• _EXERCISE OBJECTIVE_
Copy the data below. Keep every line exactly as it is.

*** ENTRIES SHOWN Section Begins ***

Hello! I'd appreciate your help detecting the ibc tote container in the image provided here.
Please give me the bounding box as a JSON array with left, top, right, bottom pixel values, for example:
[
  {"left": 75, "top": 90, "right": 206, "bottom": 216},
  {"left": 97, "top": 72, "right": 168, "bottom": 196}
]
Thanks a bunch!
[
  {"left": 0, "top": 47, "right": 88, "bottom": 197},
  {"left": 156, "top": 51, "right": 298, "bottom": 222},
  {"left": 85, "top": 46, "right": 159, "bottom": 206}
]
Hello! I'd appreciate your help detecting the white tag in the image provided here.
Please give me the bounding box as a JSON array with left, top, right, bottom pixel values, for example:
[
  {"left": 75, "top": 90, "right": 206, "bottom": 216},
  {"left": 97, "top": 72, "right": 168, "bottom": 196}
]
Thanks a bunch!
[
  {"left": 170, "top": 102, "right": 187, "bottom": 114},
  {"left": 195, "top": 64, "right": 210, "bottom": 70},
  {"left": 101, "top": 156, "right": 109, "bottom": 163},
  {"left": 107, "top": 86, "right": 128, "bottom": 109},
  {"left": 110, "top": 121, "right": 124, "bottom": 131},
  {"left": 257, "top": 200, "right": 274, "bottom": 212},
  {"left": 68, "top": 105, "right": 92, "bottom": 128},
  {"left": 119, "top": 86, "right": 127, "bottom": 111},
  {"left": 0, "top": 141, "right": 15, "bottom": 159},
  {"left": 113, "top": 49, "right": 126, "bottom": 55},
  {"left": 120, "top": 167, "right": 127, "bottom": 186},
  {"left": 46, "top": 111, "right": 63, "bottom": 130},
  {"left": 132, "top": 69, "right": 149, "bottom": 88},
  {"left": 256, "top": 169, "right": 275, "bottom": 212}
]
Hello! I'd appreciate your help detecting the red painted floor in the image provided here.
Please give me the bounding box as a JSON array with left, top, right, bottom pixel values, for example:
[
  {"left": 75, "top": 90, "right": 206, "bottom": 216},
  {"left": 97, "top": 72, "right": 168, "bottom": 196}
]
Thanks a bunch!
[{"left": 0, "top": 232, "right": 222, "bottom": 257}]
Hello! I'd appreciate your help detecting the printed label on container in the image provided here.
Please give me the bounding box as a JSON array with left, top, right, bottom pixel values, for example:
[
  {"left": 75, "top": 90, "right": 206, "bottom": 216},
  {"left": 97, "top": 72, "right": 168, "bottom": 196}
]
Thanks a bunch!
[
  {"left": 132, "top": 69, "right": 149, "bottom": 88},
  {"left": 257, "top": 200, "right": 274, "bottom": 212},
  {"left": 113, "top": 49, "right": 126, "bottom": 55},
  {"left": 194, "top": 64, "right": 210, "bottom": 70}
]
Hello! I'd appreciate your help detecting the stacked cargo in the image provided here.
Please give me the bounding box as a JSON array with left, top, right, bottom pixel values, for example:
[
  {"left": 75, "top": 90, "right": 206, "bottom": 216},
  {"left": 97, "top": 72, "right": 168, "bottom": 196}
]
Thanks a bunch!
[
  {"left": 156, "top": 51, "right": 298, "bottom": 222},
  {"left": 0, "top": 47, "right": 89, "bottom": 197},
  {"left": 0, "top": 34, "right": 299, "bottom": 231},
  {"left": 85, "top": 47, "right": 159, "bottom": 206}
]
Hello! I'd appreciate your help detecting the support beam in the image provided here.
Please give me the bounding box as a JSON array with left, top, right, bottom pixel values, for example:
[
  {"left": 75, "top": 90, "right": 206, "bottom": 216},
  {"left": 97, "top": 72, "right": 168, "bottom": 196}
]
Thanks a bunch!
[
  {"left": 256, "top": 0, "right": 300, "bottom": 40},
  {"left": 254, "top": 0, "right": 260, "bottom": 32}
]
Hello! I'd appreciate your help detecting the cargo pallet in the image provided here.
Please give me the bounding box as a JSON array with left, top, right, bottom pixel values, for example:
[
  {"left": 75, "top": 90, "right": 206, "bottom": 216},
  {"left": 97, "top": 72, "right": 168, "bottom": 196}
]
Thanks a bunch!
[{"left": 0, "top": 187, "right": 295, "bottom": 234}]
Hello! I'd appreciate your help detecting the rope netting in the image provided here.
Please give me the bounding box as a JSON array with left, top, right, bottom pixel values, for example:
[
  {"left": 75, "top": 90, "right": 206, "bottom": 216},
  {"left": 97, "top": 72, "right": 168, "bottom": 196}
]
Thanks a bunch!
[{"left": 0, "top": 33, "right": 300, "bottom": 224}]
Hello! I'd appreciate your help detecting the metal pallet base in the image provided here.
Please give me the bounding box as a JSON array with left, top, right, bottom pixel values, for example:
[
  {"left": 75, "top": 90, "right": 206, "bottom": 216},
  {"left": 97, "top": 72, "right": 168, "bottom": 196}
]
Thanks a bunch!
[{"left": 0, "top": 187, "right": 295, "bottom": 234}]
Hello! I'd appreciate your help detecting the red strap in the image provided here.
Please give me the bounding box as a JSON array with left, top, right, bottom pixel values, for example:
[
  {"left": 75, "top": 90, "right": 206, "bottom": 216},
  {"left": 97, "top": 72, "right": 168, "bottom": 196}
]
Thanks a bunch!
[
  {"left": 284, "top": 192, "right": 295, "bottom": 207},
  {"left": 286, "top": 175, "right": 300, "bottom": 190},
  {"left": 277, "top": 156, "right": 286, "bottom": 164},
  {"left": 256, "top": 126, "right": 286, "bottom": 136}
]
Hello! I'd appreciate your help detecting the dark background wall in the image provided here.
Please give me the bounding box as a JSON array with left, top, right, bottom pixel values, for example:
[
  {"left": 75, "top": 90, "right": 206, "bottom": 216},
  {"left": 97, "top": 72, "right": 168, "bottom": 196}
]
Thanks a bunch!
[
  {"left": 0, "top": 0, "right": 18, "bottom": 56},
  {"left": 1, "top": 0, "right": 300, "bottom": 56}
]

*** ENTRIES SHOWN Section Ends ***

• _FINISHED EXERCISE_
Hello! I'd appreciate your help detecting the ibc tote container in the image provided here.
Please give me the bounding box as a JSON array with left, top, right, bottom pixel values, for example:
[
  {"left": 75, "top": 90, "right": 206, "bottom": 216},
  {"left": 97, "top": 72, "right": 168, "bottom": 196}
]
Thanks a bunch!
[
  {"left": 0, "top": 47, "right": 88, "bottom": 197},
  {"left": 156, "top": 51, "right": 298, "bottom": 222},
  {"left": 85, "top": 46, "right": 159, "bottom": 206}
]
Hello! I'd appreciate your help detecting the white tag in the image provided here.
Please give me the bounding box as a JSON array with left, top, right, bottom pixel values, for example:
[
  {"left": 75, "top": 90, "right": 206, "bottom": 216},
  {"left": 97, "top": 72, "right": 168, "bottom": 196}
]
Thanks a bunch!
[
  {"left": 170, "top": 102, "right": 187, "bottom": 114},
  {"left": 195, "top": 64, "right": 210, "bottom": 70},
  {"left": 101, "top": 156, "right": 109, "bottom": 163},
  {"left": 107, "top": 86, "right": 128, "bottom": 109},
  {"left": 110, "top": 121, "right": 124, "bottom": 131},
  {"left": 257, "top": 200, "right": 274, "bottom": 212},
  {"left": 68, "top": 105, "right": 92, "bottom": 128},
  {"left": 119, "top": 86, "right": 127, "bottom": 111},
  {"left": 0, "top": 141, "right": 15, "bottom": 159},
  {"left": 113, "top": 49, "right": 126, "bottom": 55},
  {"left": 120, "top": 167, "right": 127, "bottom": 186},
  {"left": 46, "top": 111, "right": 63, "bottom": 130},
  {"left": 132, "top": 69, "right": 149, "bottom": 88},
  {"left": 256, "top": 169, "right": 275, "bottom": 212}
]
Hello! I'd appreciate your help detecting the red painted floor in the image provided here.
Please give me the bounding box as a JSON array with left, top, right, bottom pixel values, for example:
[
  {"left": 75, "top": 90, "right": 206, "bottom": 216},
  {"left": 97, "top": 72, "right": 168, "bottom": 196}
]
Thanks a bunch!
[{"left": 0, "top": 232, "right": 222, "bottom": 257}]
Hello! I'd appreciate your help detecting the printed label on container in the image provided here.
Please give me the bounding box as a JSON array with left, top, right, bottom pixel values, for example:
[
  {"left": 75, "top": 90, "right": 206, "bottom": 216},
  {"left": 97, "top": 72, "right": 168, "bottom": 196}
]
Thanks a bunch!
[
  {"left": 132, "top": 69, "right": 149, "bottom": 88},
  {"left": 257, "top": 200, "right": 274, "bottom": 212},
  {"left": 113, "top": 49, "right": 126, "bottom": 55},
  {"left": 194, "top": 64, "right": 210, "bottom": 70}
]
Hello! I'd appreciate your help detecting the stacked cargo in the image provided here.
Please give me the bounding box as a JSON array with left, top, right, bottom pixel values, for example:
[
  {"left": 75, "top": 90, "right": 206, "bottom": 216},
  {"left": 97, "top": 72, "right": 168, "bottom": 196}
]
Thanks a bunch!
[
  {"left": 156, "top": 51, "right": 298, "bottom": 222},
  {"left": 0, "top": 47, "right": 89, "bottom": 197},
  {"left": 0, "top": 34, "right": 299, "bottom": 231},
  {"left": 85, "top": 47, "right": 159, "bottom": 206}
]
Hello! I'd appreciate your help detecting the support beam in the image provided here.
Please give me the bounding box as a JSON array with left, top, right, bottom pixel values, for example:
[
  {"left": 75, "top": 90, "right": 206, "bottom": 216},
  {"left": 97, "top": 72, "right": 168, "bottom": 196}
]
Thanks a bunch!
[
  {"left": 256, "top": 0, "right": 300, "bottom": 40},
  {"left": 254, "top": 0, "right": 260, "bottom": 32}
]
Hello! I'd appreciate your help detecting the cargo pallet in the image provided here.
Please give me the bounding box as a JSON array with left, top, right, bottom pixel values, for example:
[
  {"left": 75, "top": 90, "right": 206, "bottom": 216},
  {"left": 97, "top": 72, "right": 168, "bottom": 196}
]
Thanks a bunch!
[{"left": 0, "top": 187, "right": 295, "bottom": 234}]
Hello! I'd appreciate your help detecting the rope netting in the image provided here.
Please give me the bounding box as a JSON array with left, top, right, bottom pixel values, for example:
[
  {"left": 75, "top": 90, "right": 206, "bottom": 216},
  {"left": 97, "top": 72, "right": 168, "bottom": 196}
]
Thanks a bunch!
[{"left": 0, "top": 33, "right": 300, "bottom": 224}]
Hello! I'd appreciate your help detecting the metal pallet base in the image provided here.
Please give me the bounding box as a JSON array with left, top, right, bottom pixel values, for example:
[
  {"left": 75, "top": 90, "right": 206, "bottom": 216},
  {"left": 97, "top": 72, "right": 168, "bottom": 196}
]
Thanks a bunch!
[{"left": 0, "top": 187, "right": 295, "bottom": 234}]
Hello! I'd appreciate your help detecting the red strap in the image provided here.
Please give me the bounding box as a JSON array with left, top, right, bottom pixel values, for example:
[
  {"left": 75, "top": 90, "right": 206, "bottom": 216},
  {"left": 97, "top": 72, "right": 168, "bottom": 196}
]
Thanks a bunch!
[
  {"left": 284, "top": 192, "right": 295, "bottom": 207},
  {"left": 286, "top": 175, "right": 300, "bottom": 190},
  {"left": 277, "top": 156, "right": 286, "bottom": 164},
  {"left": 256, "top": 126, "right": 286, "bottom": 136}
]
Hello! I'd appreciate your help detecting the dark background wall in the image provided here.
Please give me the bounding box as a JSON array with left, top, right, bottom pixel values, for example:
[
  {"left": 75, "top": 90, "right": 206, "bottom": 216},
  {"left": 97, "top": 72, "right": 168, "bottom": 196}
]
Thanks a bunch!
[
  {"left": 0, "top": 0, "right": 18, "bottom": 56},
  {"left": 1, "top": 0, "right": 300, "bottom": 56}
]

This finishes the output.